COMPLETE THE FOLLOWING —
1 – Reproduce word for word the stretch of the film review from "The main problem" through "the entire film.".
2 – According to the film review, how far from the car can Frank get before his bracelet explodes?
3 – Decide whether each statement agrees with the film review, answering yes or no and quoting the words that settle it:
(a) Otto tells Frank that the transmitter for the detonator can be taken out of the car.
(b) Valentina is still wearing her party dress on the trip.
(c) The biggest fight sequence in the film happens at Otto's garage.

TEXT FOR ANALYSIS —
□ □ □ □ □

The basic premise is that an American named Johnson (Knepper) has some leverage on Ukrainian Minister Leonid Vasilev in order to make him sign a contract allowing for the import of toxic waste to Ukraine, which is currently steaming its way there. Knepper hired a friend of Frank’s named Malcolm to do some driving for him, but Malcolm got stopped by the French authorities and had to crash at Frank’s, literally. Due to an explosive bracelet, Malcolm didn’t get much of a chance to explain. Frank is then “hired” for the same job by Johnson, a job he previously turned down, along with a half dozen of Johnson’s men when they wouldn’t take no for an answer. The terms of the job are that Frank drive a package using a coded GPS Johnson installed in his car. Frank is also sporting one of the bracelets that go boom if he gets more than 75 feet from the car. Accompanying him on the trip for no apparent reason is Valentina (Rudakova), an Eastern European party girl, still in her party dress, who also has a piece of exploding jewelry.
“What, no oil?”
Frank knows that he won’t survive the job unless he gets some answers. When he tries to hole up at his friend Otto’s garage, Johnson sends a platoon of goons to get him back on the road. The customary Frank-on-army fight ensues, but when it’s all over, Frank finds out from Otto that the transmitter for the detonator can’t be removed from the car, so he’s screwed. Along the way, Valentina and Frank start bonding, as she’s a flighty party girl stuck in the same situation. It doesn’t take a genius to figure out that she’s the package, which Frank eventually discovers himself. An admittedly thrilling car chase from some men determined to get Valentina and another chase involving Frank on a BMX bike trying to stay within the bracelet’s distance keep the adrenalin going until Frank delivers Valentina to Johnson in Ukraine. A plunge into a reservoir by Frank in his car and a climactic hop onto the top of the train in the car where Frank and Johnson have it out wrap things up.
“I need a transporter.”
“Ten-year-old boy, a crate of Jesus Juice.”
“Immediately. No names, correct?”
“Correct, Mr. Jackson…”
The main problem with the film is that, when it comes right down to it, there’s seemingly no reason for the bad guys to need to use Frank, other than the script saying so. Johnson even admits this before trying to blow Frank up in the bike chase sequence. And in the biggest fight sequence in the film, at Otto’s garage, rather than sending a couple of guys with guns, it has to be 10 or 12 guys with pipes. Screw expediency, we need underlings to be pounded. Frank has no set destination, only to keep Valentina moving until the contract is signed. Johnson had an army around him and seemingly wouldn’t have had any trouble keeping mobile. Plus he ran the risk of Valentina getting killed and thus losing his leverage over Vasilev. It’s lapses in logic that just undermine the entire film.
“You’re going to explode if you get any farther from the car, Frank.”

□ □ □ □ □

DATA UNDER STUDY —

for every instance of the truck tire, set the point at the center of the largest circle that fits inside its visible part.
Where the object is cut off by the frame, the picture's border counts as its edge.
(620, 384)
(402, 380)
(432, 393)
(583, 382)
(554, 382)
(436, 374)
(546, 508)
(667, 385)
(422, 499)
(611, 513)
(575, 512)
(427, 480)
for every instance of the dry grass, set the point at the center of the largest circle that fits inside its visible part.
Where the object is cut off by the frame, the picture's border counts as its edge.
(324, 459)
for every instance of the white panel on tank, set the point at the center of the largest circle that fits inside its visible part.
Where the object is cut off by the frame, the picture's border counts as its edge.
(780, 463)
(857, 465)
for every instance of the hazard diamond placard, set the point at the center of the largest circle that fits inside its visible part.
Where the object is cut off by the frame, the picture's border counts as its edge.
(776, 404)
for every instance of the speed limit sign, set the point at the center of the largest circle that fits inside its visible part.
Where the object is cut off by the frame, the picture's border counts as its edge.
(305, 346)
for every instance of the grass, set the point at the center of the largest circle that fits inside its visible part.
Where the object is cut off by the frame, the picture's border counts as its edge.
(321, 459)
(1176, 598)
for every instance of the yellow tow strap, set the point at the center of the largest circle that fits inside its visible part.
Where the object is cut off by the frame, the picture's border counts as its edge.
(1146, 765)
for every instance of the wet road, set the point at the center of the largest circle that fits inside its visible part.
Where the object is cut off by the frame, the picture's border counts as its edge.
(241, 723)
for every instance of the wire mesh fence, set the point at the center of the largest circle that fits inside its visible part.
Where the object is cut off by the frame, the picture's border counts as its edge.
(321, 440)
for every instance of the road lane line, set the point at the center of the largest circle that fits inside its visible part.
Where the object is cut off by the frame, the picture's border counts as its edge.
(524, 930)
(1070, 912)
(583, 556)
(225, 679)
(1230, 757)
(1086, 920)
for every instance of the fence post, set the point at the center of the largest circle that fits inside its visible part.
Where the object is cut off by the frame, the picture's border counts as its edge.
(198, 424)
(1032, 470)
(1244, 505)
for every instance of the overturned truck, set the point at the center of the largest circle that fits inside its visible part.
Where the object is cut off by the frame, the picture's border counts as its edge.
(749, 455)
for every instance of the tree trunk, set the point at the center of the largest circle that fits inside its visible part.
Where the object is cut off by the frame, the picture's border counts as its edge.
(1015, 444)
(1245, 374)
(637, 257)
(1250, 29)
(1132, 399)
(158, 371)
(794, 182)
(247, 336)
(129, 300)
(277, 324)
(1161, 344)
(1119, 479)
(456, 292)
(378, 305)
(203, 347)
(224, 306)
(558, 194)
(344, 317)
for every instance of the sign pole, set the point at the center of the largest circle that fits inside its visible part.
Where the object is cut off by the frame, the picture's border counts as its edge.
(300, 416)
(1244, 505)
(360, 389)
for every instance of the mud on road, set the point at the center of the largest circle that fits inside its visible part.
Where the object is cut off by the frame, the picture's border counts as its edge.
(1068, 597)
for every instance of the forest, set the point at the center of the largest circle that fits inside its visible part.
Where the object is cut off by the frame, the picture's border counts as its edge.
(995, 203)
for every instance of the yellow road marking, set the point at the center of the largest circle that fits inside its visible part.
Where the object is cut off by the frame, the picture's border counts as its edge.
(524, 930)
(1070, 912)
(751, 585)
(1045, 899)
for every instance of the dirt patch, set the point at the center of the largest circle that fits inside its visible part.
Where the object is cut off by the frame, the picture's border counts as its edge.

□ □ □ □ □

EXERCISE RESULTS —
1 –
The main problem with the film is that, when it comes right down to it, there’s seemingly no reason for the bad guys to need to use Frank, other than the script saying so. Johnson even admits this before trying to blow Frank up in the bike chase sequence. And in the biggest fight sequence in the film, at Otto’s garage, rather than sending a couple of guys with guns, it has to be 10 or 12 guys with pipes. Screw expediency, we need underlings to be pounded. Frank has no set destination, only to keep Valentina moving until the contract is signed. Johnson had an army around him and seemingly wouldn’t have had any trouble keeping mobile. Plus he ran the risk of Valentina getting killed and thus losing his leverage over Vasilev. It’s lapses in logic that just undermine the entire film.

2 – The bracelet explodes if he gets more than 75 feet from the car.

3 –
(a) No: "the transmitter for the detonator can’t be removed from the car"
(b) Yes: "an Eastern European party girl, still in her party dress"
(c) Yes: "in the biggest fight sequence in the film, at Otto’s garage"